(EXTRACTED RECORDS)
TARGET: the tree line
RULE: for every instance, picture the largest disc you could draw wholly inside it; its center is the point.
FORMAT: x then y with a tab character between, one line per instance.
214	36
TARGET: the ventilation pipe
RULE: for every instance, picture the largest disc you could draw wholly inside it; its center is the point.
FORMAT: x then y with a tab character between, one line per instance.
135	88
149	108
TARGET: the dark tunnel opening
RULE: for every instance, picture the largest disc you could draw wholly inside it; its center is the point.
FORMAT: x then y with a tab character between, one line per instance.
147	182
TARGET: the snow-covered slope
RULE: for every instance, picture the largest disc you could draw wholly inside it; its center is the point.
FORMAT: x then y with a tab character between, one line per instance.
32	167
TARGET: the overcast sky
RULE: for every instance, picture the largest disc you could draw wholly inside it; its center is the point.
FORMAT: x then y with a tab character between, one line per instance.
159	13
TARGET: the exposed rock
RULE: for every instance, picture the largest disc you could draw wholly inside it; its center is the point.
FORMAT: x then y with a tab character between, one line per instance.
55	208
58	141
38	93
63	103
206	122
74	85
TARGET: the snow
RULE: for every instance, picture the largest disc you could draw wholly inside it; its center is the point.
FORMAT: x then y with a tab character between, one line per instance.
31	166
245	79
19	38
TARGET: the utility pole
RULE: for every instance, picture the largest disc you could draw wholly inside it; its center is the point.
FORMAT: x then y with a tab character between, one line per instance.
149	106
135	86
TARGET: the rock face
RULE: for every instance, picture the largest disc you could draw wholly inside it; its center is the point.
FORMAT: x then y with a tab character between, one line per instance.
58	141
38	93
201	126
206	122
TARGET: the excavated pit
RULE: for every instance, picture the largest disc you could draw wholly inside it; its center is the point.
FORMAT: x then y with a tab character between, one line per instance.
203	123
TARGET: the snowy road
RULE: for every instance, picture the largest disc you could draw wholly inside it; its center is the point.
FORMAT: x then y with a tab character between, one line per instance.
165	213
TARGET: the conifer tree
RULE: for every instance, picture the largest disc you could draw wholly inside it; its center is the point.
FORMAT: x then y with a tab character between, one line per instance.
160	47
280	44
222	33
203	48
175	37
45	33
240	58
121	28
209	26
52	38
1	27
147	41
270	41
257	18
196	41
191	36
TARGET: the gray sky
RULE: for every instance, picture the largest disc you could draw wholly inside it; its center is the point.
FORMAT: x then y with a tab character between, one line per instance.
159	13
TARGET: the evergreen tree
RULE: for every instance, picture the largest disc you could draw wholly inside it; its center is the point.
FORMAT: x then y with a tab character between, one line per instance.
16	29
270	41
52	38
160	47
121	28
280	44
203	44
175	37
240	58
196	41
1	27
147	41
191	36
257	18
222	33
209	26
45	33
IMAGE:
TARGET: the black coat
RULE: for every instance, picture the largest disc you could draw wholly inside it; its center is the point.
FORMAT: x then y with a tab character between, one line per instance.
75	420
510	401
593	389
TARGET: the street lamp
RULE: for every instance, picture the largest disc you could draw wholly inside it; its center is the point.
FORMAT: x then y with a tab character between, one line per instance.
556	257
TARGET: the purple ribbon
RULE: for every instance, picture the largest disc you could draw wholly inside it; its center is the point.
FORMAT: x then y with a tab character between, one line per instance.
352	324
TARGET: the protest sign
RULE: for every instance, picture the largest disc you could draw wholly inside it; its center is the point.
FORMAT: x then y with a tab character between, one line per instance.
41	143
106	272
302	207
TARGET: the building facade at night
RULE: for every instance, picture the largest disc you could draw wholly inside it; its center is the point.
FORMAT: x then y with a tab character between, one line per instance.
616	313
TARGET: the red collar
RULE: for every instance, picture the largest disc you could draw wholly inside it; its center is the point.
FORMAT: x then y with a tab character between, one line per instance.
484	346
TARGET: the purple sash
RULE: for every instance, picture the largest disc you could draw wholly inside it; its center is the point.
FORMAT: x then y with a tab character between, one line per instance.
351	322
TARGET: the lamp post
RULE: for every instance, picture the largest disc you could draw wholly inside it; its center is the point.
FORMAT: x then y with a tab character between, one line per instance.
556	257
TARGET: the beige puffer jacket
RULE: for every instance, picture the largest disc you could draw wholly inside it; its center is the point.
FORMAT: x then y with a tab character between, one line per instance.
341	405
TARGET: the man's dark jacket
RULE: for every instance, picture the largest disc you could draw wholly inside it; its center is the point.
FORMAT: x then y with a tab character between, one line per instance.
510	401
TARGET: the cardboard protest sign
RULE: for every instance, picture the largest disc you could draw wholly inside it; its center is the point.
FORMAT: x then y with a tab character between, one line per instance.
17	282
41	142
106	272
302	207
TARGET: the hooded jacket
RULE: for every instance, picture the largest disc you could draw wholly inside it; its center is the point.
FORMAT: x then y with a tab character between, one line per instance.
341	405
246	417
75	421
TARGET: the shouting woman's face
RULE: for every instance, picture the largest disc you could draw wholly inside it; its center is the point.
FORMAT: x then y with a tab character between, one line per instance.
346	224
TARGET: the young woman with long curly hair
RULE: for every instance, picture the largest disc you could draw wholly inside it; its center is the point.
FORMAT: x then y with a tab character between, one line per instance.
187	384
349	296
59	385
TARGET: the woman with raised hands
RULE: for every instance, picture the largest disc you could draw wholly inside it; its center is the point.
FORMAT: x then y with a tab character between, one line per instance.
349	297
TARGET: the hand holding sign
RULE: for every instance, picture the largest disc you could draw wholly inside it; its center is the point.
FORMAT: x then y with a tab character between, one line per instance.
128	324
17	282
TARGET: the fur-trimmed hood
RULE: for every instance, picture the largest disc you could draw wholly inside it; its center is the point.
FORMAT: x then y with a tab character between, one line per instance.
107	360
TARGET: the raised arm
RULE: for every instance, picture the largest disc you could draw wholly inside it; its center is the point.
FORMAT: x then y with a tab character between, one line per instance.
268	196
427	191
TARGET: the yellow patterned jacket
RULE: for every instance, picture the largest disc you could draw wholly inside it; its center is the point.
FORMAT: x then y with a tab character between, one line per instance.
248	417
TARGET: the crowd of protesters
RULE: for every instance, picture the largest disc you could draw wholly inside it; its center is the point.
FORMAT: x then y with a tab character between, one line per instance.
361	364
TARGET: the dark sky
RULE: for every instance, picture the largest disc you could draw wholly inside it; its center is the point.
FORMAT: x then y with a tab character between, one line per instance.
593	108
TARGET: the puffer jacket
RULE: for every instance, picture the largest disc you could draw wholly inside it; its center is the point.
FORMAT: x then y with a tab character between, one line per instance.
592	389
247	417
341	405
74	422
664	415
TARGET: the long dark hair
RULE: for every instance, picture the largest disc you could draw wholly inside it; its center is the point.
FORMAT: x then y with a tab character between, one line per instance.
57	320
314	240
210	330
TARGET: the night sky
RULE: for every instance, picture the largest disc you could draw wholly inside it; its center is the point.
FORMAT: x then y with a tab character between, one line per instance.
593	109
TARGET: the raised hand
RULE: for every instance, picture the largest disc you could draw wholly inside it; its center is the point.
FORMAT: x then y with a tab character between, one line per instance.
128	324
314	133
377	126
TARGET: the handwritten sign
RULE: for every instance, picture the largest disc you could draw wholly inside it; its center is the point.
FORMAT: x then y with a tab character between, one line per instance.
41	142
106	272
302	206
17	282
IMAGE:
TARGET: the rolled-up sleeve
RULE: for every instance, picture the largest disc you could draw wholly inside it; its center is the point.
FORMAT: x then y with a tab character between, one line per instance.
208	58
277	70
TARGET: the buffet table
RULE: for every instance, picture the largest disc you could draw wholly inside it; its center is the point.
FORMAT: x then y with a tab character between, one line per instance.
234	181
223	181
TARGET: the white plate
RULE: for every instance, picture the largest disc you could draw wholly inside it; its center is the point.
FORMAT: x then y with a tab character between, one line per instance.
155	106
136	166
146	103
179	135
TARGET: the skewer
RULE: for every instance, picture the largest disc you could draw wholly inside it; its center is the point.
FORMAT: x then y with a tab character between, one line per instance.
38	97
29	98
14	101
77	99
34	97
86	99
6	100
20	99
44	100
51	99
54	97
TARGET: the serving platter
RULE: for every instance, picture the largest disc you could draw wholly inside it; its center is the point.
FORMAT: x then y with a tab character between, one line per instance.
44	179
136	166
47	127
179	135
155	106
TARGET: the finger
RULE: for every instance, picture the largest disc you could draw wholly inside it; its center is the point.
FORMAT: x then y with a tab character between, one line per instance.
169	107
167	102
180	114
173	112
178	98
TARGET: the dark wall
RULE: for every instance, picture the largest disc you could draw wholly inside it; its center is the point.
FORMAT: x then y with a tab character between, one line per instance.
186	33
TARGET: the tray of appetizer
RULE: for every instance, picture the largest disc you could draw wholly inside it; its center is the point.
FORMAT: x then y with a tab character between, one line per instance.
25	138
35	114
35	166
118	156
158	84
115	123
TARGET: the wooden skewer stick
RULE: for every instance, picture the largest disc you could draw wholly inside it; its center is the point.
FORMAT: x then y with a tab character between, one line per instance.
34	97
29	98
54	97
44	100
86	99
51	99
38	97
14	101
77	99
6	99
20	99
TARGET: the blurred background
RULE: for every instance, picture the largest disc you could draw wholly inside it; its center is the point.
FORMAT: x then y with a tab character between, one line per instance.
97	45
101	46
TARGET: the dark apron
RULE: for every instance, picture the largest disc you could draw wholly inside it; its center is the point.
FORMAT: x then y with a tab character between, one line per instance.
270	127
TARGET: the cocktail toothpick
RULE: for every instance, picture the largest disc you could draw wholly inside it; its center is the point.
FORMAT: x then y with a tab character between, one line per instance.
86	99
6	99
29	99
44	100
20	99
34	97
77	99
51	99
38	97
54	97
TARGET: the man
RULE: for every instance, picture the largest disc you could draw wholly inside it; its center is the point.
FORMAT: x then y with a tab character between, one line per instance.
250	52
(End EXTRACTED RECORDS)
Scan the data above for the string "long" and copy each line where it appears.

### RESPONSE TO THIS TASK
TARGET: the young woman with long curly hair
TARGET: the long dark hair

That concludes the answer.